### What this task involves
Count the lines in the records below that contain the string "Target", matching case exactly. Reply with only the number.

### Dataset records
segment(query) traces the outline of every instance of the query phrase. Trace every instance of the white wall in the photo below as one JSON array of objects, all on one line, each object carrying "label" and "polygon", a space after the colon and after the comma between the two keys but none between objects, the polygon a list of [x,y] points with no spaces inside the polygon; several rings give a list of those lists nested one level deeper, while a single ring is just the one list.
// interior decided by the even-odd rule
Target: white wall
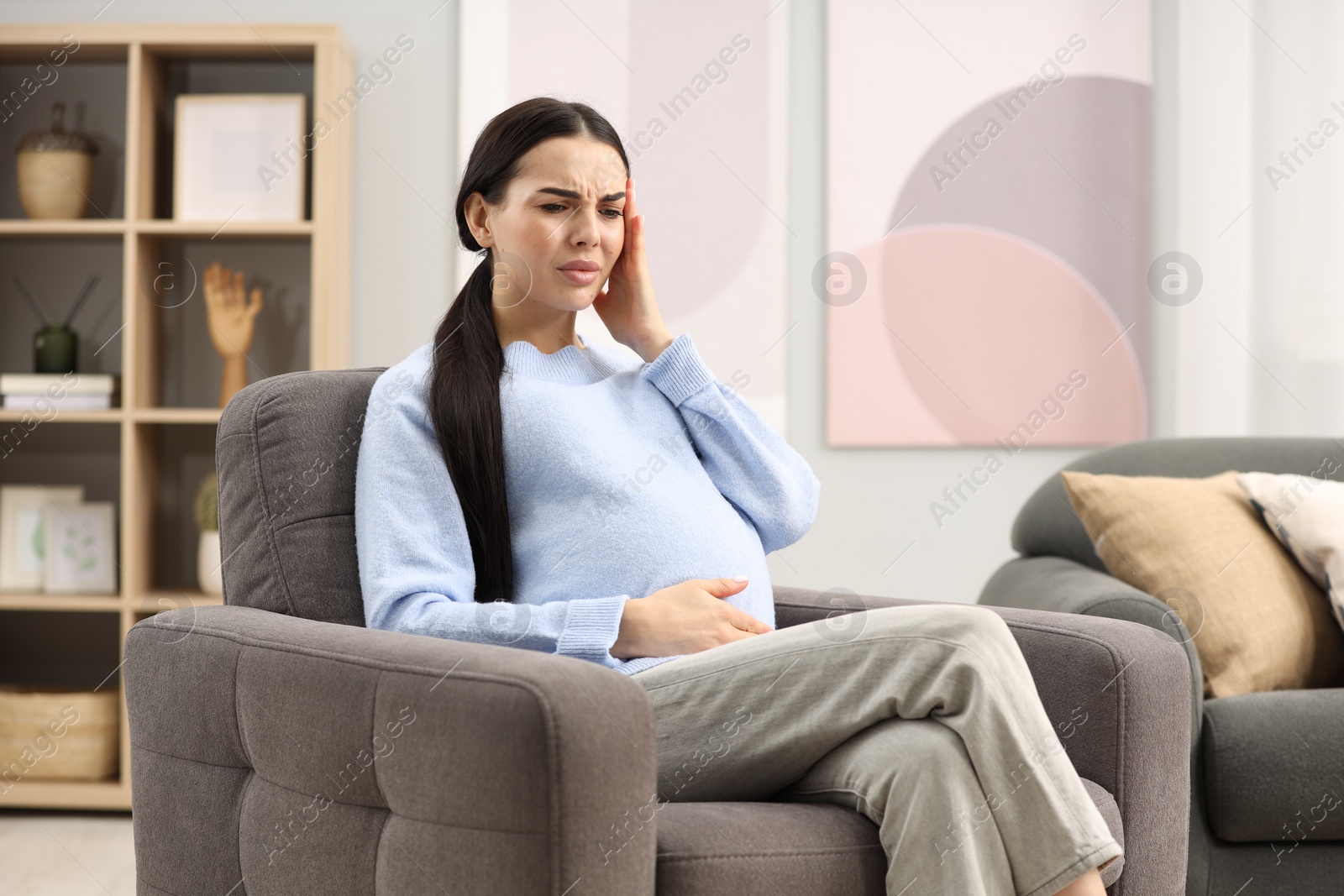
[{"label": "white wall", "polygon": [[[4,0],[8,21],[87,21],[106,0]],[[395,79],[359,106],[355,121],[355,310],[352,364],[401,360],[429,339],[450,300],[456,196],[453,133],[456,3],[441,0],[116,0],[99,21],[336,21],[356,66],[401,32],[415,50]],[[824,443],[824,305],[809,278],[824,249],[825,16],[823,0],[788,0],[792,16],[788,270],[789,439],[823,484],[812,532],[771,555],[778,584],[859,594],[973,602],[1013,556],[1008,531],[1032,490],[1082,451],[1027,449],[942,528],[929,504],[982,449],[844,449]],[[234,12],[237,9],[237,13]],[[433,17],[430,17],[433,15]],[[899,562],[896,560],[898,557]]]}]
* * *
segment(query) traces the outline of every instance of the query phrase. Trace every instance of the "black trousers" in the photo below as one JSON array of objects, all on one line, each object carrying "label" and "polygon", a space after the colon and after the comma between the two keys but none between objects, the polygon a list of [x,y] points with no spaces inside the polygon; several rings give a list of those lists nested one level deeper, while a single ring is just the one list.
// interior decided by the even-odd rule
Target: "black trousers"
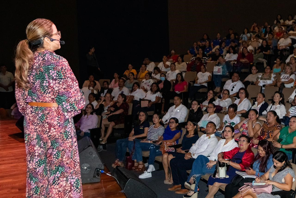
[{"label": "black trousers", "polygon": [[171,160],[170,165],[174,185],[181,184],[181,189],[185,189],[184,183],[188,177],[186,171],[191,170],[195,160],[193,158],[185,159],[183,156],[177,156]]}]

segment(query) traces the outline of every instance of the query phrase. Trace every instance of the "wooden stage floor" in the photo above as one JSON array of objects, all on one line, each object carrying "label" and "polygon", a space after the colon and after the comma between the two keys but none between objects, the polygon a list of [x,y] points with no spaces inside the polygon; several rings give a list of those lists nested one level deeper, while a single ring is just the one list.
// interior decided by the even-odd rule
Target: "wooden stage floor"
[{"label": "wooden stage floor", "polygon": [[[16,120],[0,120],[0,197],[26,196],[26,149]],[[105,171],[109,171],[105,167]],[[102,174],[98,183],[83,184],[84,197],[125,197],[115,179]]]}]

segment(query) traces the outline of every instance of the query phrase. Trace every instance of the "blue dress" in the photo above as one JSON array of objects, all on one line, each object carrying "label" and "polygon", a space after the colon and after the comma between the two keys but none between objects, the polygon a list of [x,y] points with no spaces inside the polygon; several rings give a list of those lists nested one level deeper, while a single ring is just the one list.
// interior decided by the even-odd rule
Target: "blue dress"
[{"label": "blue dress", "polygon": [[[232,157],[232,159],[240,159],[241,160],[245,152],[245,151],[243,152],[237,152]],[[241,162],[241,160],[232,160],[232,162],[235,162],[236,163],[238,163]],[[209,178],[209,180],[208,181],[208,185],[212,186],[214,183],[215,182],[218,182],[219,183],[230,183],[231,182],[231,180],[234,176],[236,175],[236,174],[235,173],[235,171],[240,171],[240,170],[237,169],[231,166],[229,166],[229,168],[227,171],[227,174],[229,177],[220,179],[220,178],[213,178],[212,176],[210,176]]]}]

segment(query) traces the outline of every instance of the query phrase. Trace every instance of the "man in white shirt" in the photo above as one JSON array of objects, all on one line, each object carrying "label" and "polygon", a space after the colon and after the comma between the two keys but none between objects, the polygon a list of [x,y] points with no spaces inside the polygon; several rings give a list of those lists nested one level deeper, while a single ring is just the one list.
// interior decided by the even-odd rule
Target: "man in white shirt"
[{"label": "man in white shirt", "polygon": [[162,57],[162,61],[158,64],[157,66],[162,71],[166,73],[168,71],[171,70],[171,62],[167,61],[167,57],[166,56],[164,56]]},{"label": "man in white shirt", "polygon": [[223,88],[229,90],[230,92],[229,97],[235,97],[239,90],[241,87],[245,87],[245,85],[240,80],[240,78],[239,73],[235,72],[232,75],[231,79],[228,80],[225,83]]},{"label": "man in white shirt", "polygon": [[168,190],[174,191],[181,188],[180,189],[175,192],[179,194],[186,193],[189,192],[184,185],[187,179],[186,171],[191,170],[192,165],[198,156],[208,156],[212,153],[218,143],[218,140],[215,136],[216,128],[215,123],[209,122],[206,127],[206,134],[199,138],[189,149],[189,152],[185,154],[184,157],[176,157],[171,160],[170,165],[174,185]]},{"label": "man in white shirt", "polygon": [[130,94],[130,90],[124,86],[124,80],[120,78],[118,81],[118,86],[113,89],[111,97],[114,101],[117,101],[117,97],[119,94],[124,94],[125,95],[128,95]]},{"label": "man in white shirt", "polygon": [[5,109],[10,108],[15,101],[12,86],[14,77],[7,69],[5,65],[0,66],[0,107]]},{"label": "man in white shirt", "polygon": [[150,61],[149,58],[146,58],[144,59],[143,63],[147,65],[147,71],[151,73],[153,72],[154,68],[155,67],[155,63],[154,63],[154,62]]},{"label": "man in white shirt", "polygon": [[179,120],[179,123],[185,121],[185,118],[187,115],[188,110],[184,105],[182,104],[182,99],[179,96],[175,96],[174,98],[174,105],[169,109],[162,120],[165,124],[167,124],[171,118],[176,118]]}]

### Answer in full
5